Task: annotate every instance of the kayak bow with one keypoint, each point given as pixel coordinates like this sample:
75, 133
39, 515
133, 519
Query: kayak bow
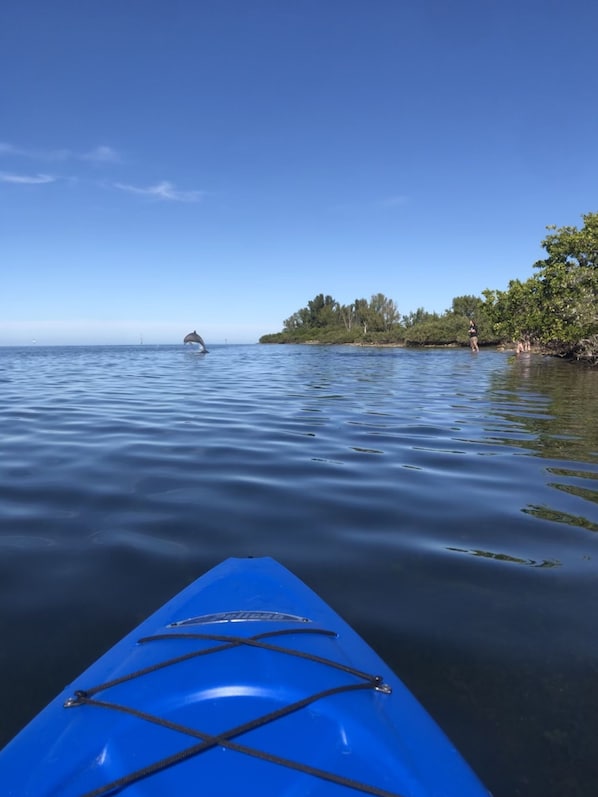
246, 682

----

### Task
Images in the records should not be copied. Repeat all the rest exactly.

### Problem solution
Task: annotate every instance of the kayak bow with one keypoint, each point given as pixel coordinates like this sample:
75, 133
39, 515
133, 519
Query: kayak bow
246, 682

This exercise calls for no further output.